(ASSIGNED TASK)
Having located the line with "Roster-mapping task: tag the fallen tree", repeat it and all remaining lines of the records exactly. Pictures do not belong in the answer.

(STORED DATA)

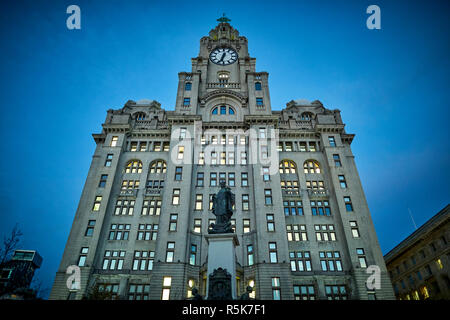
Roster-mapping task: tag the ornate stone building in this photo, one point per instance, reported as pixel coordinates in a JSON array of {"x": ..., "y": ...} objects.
[
  {"x": 301, "y": 217},
  {"x": 419, "y": 266}
]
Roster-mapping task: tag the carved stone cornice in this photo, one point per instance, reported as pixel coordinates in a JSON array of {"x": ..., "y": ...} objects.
[{"x": 223, "y": 92}]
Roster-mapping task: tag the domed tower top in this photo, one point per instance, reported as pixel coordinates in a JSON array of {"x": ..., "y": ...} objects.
[{"x": 224, "y": 30}]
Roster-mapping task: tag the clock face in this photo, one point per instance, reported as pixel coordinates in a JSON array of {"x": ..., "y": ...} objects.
[{"x": 223, "y": 56}]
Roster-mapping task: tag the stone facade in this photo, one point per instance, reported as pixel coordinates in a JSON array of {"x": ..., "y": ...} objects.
[
  {"x": 285, "y": 168},
  {"x": 419, "y": 265}
]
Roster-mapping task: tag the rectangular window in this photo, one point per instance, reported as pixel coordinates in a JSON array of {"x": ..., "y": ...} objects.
[
  {"x": 231, "y": 158},
  {"x": 173, "y": 222},
  {"x": 113, "y": 260},
  {"x": 197, "y": 225},
  {"x": 170, "y": 251},
  {"x": 266, "y": 175},
  {"x": 361, "y": 258},
  {"x": 231, "y": 179},
  {"x": 167, "y": 283},
  {"x": 108, "y": 160},
  {"x": 200, "y": 179},
  {"x": 119, "y": 232},
  {"x": 157, "y": 146},
  {"x": 336, "y": 292},
  {"x": 293, "y": 208},
  {"x": 182, "y": 133},
  {"x": 245, "y": 202},
  {"x": 176, "y": 197},
  {"x": 199, "y": 202},
  {"x": 180, "y": 155},
  {"x": 83, "y": 256},
  {"x": 124, "y": 207},
  {"x": 143, "y": 260},
  {"x": 342, "y": 181},
  {"x": 332, "y": 141},
  {"x": 268, "y": 197},
  {"x": 244, "y": 179},
  {"x": 300, "y": 261},
  {"x": 325, "y": 232},
  {"x": 354, "y": 228},
  {"x": 262, "y": 133},
  {"x": 90, "y": 228},
  {"x": 250, "y": 255},
  {"x": 270, "y": 223},
  {"x": 273, "y": 256},
  {"x": 114, "y": 141},
  {"x": 138, "y": 291},
  {"x": 147, "y": 232},
  {"x": 337, "y": 160},
  {"x": 151, "y": 207},
  {"x": 192, "y": 255},
  {"x": 246, "y": 225},
  {"x": 243, "y": 158},
  {"x": 296, "y": 232},
  {"x": 320, "y": 208},
  {"x": 96, "y": 206},
  {"x": 348, "y": 204},
  {"x": 201, "y": 158},
  {"x": 276, "y": 291},
  {"x": 178, "y": 173},
  {"x": 213, "y": 179},
  {"x": 330, "y": 261}
]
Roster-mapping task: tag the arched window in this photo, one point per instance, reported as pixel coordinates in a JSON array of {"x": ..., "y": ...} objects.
[
  {"x": 140, "y": 116},
  {"x": 134, "y": 166},
  {"x": 288, "y": 166},
  {"x": 311, "y": 166},
  {"x": 223, "y": 110},
  {"x": 158, "y": 166}
]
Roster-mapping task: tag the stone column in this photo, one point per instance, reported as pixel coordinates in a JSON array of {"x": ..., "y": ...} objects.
[{"x": 222, "y": 254}]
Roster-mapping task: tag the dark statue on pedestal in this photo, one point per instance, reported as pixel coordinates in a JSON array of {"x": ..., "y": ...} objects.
[
  {"x": 222, "y": 208},
  {"x": 220, "y": 285}
]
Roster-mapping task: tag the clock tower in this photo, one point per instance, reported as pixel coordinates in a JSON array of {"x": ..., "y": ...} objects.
[{"x": 223, "y": 74}]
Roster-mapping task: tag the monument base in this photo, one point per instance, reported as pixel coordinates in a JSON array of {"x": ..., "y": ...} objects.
[{"x": 222, "y": 254}]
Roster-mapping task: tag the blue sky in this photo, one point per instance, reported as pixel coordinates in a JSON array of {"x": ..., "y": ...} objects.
[{"x": 392, "y": 86}]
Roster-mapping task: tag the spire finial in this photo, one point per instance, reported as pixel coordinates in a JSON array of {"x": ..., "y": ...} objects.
[{"x": 223, "y": 19}]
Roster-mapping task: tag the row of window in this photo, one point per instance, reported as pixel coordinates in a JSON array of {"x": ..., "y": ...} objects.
[{"x": 301, "y": 291}]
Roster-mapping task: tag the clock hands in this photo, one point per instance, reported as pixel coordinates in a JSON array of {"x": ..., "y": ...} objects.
[{"x": 223, "y": 56}]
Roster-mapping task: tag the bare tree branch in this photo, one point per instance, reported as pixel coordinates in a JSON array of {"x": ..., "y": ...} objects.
[{"x": 10, "y": 244}]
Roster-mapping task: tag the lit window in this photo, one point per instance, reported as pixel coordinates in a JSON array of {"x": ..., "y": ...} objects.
[
  {"x": 180, "y": 155},
  {"x": 103, "y": 179},
  {"x": 332, "y": 141},
  {"x": 348, "y": 204},
  {"x": 176, "y": 197},
  {"x": 178, "y": 173},
  {"x": 98, "y": 200},
  {"x": 167, "y": 283},
  {"x": 114, "y": 141},
  {"x": 108, "y": 160},
  {"x": 83, "y": 255},
  {"x": 311, "y": 166},
  {"x": 134, "y": 166}
]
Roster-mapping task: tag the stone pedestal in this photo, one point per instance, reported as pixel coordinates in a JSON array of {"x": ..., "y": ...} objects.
[{"x": 222, "y": 254}]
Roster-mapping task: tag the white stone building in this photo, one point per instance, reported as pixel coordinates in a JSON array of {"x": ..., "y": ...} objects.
[{"x": 301, "y": 217}]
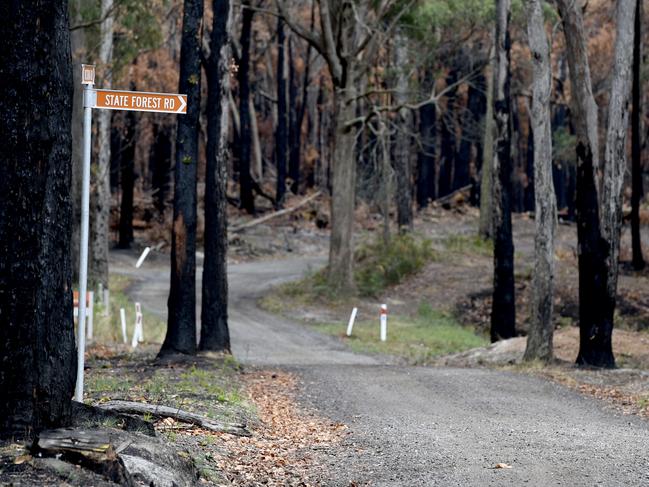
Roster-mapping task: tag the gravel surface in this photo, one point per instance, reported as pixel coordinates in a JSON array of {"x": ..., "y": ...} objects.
[{"x": 412, "y": 426}]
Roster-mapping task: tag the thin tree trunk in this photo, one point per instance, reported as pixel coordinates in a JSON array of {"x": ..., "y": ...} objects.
[
  {"x": 294, "y": 129},
  {"x": 539, "y": 339},
  {"x": 341, "y": 247},
  {"x": 426, "y": 157},
  {"x": 37, "y": 351},
  {"x": 181, "y": 324},
  {"x": 487, "y": 174},
  {"x": 281, "y": 136},
  {"x": 402, "y": 144},
  {"x": 503, "y": 311},
  {"x": 127, "y": 180},
  {"x": 245, "y": 140},
  {"x": 637, "y": 191},
  {"x": 214, "y": 311},
  {"x": 100, "y": 210}
]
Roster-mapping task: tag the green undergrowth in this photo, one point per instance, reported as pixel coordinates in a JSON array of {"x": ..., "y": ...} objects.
[
  {"x": 419, "y": 339},
  {"x": 376, "y": 267},
  {"x": 107, "y": 328}
]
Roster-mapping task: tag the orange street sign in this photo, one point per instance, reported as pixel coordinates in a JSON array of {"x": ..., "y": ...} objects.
[{"x": 140, "y": 101}]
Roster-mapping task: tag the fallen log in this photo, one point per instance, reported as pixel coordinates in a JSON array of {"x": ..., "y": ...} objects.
[
  {"x": 90, "y": 449},
  {"x": 275, "y": 214},
  {"x": 130, "y": 407}
]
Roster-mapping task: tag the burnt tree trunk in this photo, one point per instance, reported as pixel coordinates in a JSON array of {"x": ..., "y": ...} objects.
[
  {"x": 503, "y": 311},
  {"x": 214, "y": 305},
  {"x": 126, "y": 158},
  {"x": 402, "y": 143},
  {"x": 37, "y": 346},
  {"x": 447, "y": 148},
  {"x": 246, "y": 195},
  {"x": 281, "y": 134},
  {"x": 426, "y": 156},
  {"x": 539, "y": 338},
  {"x": 637, "y": 191},
  {"x": 181, "y": 323},
  {"x": 294, "y": 128}
]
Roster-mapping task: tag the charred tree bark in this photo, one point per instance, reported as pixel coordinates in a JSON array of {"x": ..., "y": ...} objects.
[
  {"x": 615, "y": 164},
  {"x": 126, "y": 159},
  {"x": 539, "y": 338},
  {"x": 37, "y": 346},
  {"x": 246, "y": 195},
  {"x": 295, "y": 128},
  {"x": 447, "y": 149},
  {"x": 503, "y": 311},
  {"x": 181, "y": 324},
  {"x": 215, "y": 334},
  {"x": 426, "y": 156},
  {"x": 281, "y": 135},
  {"x": 637, "y": 191},
  {"x": 485, "y": 229},
  {"x": 402, "y": 144}
]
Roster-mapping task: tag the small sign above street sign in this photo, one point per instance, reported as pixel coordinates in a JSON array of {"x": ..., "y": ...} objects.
[
  {"x": 87, "y": 74},
  {"x": 140, "y": 101}
]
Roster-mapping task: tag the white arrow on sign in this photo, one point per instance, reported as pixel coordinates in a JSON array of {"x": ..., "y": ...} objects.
[{"x": 140, "y": 101}]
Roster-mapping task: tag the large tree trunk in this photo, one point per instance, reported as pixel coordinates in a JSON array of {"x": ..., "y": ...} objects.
[
  {"x": 402, "y": 144},
  {"x": 281, "y": 135},
  {"x": 485, "y": 229},
  {"x": 37, "y": 347},
  {"x": 100, "y": 209},
  {"x": 637, "y": 191},
  {"x": 503, "y": 311},
  {"x": 181, "y": 325},
  {"x": 341, "y": 247},
  {"x": 245, "y": 139},
  {"x": 214, "y": 312},
  {"x": 615, "y": 163},
  {"x": 539, "y": 339}
]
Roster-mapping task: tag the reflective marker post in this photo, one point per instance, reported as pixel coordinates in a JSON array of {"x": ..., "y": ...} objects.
[
  {"x": 108, "y": 100},
  {"x": 88, "y": 80}
]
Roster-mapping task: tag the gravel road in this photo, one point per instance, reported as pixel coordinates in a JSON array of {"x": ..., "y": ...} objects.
[{"x": 418, "y": 426}]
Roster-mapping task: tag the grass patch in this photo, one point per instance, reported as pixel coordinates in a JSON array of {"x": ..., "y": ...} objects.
[
  {"x": 107, "y": 328},
  {"x": 377, "y": 266},
  {"x": 418, "y": 339},
  {"x": 469, "y": 245}
]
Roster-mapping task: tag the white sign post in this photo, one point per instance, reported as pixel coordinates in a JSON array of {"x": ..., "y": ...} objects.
[{"x": 109, "y": 100}]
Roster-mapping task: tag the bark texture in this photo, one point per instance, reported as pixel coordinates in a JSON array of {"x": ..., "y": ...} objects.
[
  {"x": 215, "y": 334},
  {"x": 637, "y": 190},
  {"x": 503, "y": 311},
  {"x": 402, "y": 144},
  {"x": 539, "y": 338},
  {"x": 37, "y": 347},
  {"x": 247, "y": 198},
  {"x": 181, "y": 325}
]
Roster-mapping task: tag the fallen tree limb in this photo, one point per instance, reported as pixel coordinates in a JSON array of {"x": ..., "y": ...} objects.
[
  {"x": 285, "y": 211},
  {"x": 130, "y": 407}
]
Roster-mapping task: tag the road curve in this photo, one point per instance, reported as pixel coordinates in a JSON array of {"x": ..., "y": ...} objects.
[{"x": 420, "y": 426}]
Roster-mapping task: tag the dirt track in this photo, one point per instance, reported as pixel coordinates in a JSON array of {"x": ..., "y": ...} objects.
[{"x": 424, "y": 426}]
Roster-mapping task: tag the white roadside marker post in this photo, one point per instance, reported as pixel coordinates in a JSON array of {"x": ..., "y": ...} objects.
[
  {"x": 142, "y": 257},
  {"x": 88, "y": 80},
  {"x": 106, "y": 100},
  {"x": 384, "y": 322},
  {"x": 122, "y": 315},
  {"x": 350, "y": 325}
]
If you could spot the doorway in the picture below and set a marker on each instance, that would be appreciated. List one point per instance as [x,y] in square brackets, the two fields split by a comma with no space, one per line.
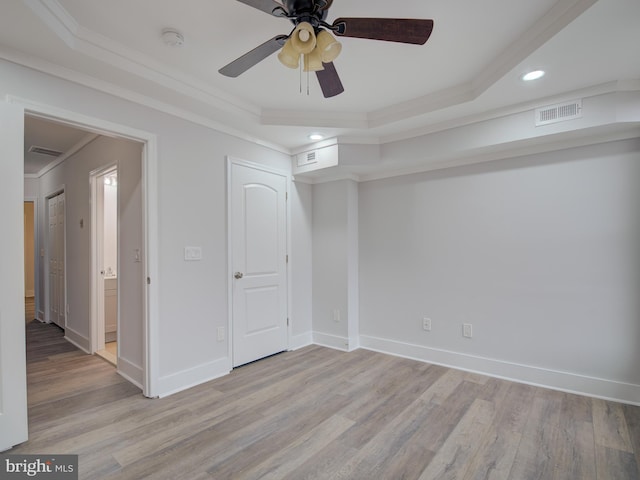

(ANSWER SECTION)
Roster-mapping task: tag the fallen tree limb in this photo, one point per instance, reported as pixel coordinates in a JSON array of {"x": ..., "y": ...} objects.
[
  {"x": 285, "y": 211},
  {"x": 130, "y": 407}
]
Roster-mapping task: tag the road curve in this photo, one point per instance, reported as pixel coordinates in a JSON array of {"x": ..., "y": ...} objects.
[{"x": 420, "y": 426}]
Roster-mapping task: tag the dirt track in this photo, one point per instance, reported as pixel coordinates in a JSON array of {"x": ..., "y": ...} objects.
[{"x": 424, "y": 426}]
Roster-mapping task: tag the white roadside marker post in this photo, one point per instance, reported as pixel coordinates in a JSON array of {"x": ..., "y": ...} objects.
[
  {"x": 142, "y": 257},
  {"x": 88, "y": 80},
  {"x": 106, "y": 100},
  {"x": 384, "y": 322},
  {"x": 122, "y": 315},
  {"x": 350, "y": 325}
]
If you could spot the doorway in the picture below and set a marker on each instance, that would be appreciated. List one point per instance as [x,y] in square brackets, the two fields split by a comma with no space, one per line.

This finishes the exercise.